> [Conjunto de tarefas]:
• A. De acordo com o trecho da página, quantas nascentes o fotógrafo pretende recuperar por ano?
• B. Transcreva do trecho da página a passagem entre "Sobre a recuperação" e "esverdeadas desse rio.", inclusive.
• C. Resuma o trecho da página em duas frases.

> [Trecho da página]:
+++++

A lama que toma conta do rio assola memórias de uma infância, mas também aumenta o desejo de fazer andar o trabalho do Instituto Terra, organização não-governamental que o fotógrafo mantém na região. O foco de sua luta agora é o projeto já pronto para recuperar as 377 mil nascentes da bacia. “Da recuperação de nascentes, já temos o projeto feito. Já temos, inclusive, a aprovação do Banco Nacional de Desenvolvimento (BNDES). Só não tivemos os recursos porque houve restrição orçamentária. O projeto está pronto para começar”, explica.
A ideia do fotógrafo é recuperar 4.500 nascentes por ano – ainda em 2015, ele pensa em cobrir até 500 pontos. Esperançoso, ele lamenta, no entanto, a possibilidade de não estar mais aqui para ver a vida ressurgir no rio Doce. “Talvez, quando estiver muito velhinho, possa ver novamente um equilíbrio ecológico no rio”.
Trâmites. Salgado se reuniu com a presidente Dilma Rousseff na última sexta-feira e afirma que a petista foi incisiva em dizer que o projeto dever ser implantado e custeado pelas empresas responsáveis pelas barragens. A estimativa é de custos em torno de R$ 5 bilhões.
A Vale – controladora da Samarco junto com a BHP – é uma das financiadoras do Instituto Terra e, para o fotógrafo, pode ter na recuperação do rio uma oportunidade para se redimir. “Ela (Vale) tirou toda a potência que tem hoje desse vale. É de onde ela nasceu e há pouco tempo atrás ela carregava o nome de Vale do Rio Doce”.
Salgado acredita que a mineração tem um papel importante no desenvolvimento de Belo Horizonte até Vitória (ES), mas frisa que as empresas são as responsáveis por pagar a conta dos reparos ambientais.
Sobre a recuperação das nascentes, o fotógrafo pontua que o trabalho não terá resultados da noite para o dia, mas já é uma esperança de que as próximas gerações possam ver, novamente, as águas esverdeadas desse rio.
'É a morte ecológica do rio Doce. O rio terminou'
Leia a entrevista com Sebastião Salgado Fotojornalista e idealizador do Instituto Terra
O senhor acha que o projeto para recuperar nascentes é a única esperança para o Rio Doce?

+++++

> [Linhas de dados]:
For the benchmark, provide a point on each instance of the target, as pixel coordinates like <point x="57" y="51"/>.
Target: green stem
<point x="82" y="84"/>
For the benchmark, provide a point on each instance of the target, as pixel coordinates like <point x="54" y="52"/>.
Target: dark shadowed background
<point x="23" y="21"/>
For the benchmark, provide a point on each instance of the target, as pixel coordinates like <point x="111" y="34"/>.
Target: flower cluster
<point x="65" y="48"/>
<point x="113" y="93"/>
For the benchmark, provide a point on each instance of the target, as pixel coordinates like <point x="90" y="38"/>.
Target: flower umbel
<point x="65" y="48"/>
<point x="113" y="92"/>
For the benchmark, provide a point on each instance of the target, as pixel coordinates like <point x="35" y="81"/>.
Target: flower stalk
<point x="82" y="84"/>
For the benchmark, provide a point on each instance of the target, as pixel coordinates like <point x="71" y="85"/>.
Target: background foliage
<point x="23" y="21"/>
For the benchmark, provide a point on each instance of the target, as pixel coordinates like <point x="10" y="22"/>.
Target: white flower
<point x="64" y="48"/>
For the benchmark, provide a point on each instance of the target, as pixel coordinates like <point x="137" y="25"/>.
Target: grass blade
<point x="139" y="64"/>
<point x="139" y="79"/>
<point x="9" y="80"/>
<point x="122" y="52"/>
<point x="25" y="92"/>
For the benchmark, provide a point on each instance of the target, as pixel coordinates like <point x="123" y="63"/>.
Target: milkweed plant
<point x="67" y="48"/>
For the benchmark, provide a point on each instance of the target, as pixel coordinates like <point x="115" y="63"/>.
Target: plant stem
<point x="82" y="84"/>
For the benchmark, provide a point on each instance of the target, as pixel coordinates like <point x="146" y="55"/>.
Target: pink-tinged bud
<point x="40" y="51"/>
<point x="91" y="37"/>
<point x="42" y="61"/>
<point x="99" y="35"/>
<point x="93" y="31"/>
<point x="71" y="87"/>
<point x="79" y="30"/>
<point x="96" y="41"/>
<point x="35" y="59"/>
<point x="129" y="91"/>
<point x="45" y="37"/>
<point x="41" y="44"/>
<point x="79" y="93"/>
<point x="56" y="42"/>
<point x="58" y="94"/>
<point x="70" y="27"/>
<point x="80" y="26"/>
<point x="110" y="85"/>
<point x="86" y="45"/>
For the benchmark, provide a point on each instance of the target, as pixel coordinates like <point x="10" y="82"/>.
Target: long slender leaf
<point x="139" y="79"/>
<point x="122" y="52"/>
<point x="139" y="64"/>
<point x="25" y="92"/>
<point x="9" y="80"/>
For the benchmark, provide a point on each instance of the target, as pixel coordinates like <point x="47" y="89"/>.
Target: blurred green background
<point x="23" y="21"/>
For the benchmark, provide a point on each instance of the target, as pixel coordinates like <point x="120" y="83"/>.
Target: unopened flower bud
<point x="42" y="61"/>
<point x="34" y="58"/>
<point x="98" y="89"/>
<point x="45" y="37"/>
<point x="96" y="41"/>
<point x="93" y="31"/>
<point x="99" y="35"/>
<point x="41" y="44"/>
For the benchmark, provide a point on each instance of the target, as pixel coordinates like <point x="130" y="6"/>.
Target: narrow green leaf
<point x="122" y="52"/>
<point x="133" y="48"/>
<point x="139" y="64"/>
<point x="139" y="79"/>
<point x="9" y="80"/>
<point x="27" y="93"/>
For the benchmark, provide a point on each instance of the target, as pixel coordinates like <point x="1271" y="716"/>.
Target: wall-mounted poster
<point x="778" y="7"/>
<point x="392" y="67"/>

+++++

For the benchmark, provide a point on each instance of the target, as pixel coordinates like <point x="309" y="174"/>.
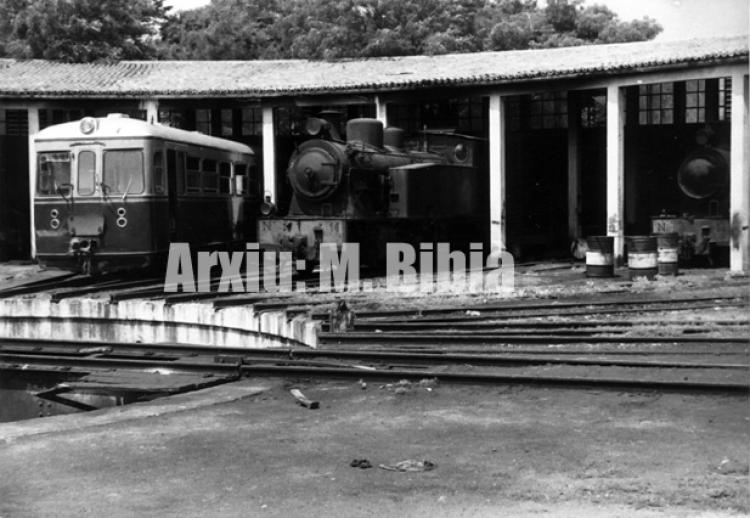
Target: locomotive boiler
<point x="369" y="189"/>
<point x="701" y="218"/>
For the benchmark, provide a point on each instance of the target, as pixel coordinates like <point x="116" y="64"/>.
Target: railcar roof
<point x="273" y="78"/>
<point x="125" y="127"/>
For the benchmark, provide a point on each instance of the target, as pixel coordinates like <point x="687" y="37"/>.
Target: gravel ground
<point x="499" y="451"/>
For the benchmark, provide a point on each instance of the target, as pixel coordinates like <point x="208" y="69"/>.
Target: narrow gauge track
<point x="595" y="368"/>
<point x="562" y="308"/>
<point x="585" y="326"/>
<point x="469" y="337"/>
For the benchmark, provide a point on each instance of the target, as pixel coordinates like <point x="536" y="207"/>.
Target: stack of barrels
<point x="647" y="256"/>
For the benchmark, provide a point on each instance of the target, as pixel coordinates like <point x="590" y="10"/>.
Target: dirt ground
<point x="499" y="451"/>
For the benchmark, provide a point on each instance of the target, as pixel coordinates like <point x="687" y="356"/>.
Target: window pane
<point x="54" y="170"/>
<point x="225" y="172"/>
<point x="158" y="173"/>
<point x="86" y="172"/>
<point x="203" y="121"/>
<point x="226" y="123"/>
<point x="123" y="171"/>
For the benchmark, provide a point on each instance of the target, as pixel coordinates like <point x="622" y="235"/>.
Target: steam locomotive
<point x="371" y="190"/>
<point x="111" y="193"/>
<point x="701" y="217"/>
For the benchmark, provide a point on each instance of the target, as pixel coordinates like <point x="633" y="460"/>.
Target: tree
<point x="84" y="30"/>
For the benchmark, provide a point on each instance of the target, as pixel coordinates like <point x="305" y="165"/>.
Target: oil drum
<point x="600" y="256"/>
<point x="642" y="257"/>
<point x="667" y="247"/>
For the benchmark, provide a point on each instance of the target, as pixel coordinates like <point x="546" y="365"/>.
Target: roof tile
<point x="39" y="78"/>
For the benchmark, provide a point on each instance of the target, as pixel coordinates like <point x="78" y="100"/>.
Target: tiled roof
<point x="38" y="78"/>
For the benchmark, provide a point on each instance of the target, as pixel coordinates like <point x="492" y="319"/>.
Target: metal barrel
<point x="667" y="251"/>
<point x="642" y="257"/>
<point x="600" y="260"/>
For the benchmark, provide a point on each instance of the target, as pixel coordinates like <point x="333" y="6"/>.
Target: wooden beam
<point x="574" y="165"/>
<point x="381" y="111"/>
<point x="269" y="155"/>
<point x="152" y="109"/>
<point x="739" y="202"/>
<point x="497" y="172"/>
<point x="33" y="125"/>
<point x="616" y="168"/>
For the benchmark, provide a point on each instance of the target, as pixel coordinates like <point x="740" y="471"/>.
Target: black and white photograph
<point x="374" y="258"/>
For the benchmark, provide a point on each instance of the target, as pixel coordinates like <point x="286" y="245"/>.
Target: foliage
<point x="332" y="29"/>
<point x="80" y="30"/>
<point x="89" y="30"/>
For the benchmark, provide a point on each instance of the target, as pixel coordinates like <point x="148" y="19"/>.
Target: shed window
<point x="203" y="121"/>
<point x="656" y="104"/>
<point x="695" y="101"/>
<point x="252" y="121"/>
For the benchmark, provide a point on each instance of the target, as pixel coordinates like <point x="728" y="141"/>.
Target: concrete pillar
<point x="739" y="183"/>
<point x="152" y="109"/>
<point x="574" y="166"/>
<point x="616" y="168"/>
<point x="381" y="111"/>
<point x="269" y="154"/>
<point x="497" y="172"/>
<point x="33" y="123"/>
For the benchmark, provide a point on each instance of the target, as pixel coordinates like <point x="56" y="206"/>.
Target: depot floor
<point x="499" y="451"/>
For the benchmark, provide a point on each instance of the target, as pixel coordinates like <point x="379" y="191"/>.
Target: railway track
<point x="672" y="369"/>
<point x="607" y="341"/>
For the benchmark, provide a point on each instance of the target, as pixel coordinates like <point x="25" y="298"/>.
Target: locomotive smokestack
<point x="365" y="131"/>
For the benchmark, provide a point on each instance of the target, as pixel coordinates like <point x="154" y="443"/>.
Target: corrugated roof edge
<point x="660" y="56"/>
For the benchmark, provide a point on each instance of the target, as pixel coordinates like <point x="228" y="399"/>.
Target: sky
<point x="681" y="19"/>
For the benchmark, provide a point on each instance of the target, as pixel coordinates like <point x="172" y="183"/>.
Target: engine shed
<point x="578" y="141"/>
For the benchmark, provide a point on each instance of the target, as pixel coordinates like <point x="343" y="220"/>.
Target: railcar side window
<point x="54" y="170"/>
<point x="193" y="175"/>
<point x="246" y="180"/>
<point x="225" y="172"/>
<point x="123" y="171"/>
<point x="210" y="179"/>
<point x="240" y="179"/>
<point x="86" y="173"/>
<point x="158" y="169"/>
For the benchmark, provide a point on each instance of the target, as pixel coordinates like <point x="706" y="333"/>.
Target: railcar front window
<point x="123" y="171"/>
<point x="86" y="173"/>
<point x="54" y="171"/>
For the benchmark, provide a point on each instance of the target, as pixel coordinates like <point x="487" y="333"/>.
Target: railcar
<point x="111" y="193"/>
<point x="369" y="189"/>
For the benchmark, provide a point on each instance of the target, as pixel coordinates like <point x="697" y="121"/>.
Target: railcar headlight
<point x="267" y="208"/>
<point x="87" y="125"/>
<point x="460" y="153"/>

+++++

> [Respostas das tarefas]:
• A. 4.500 nascentes por ano.

• B.
Sobre a recuperação das nascentes, o fotógrafo pontua que o trabalho não terá resultados da noite para o dia, mas já é uma esperança de que as próximas gerações possam ver, novamente, as águas esverdeadas desse rio.

• C. O fotógrafo Sebastião Salgado, que mantém o Instituto Terra na região, tem pronto um projeto para recuperar as 377 mil nascentes da bacia do rio Doce, a um ritmo de 4.500 por ano, e o projeto já foi aprovado pelo BNDES, mas não recebeu recursos por causa de restrição orçamentária. Segundo Salgado, a presidente Dilma Rousseff afirmou que o projeto, com custo estimado em cerca de R$ 5 bilhões, deve ser implantado e custeado pelas empresas responsáveis pelas barragens.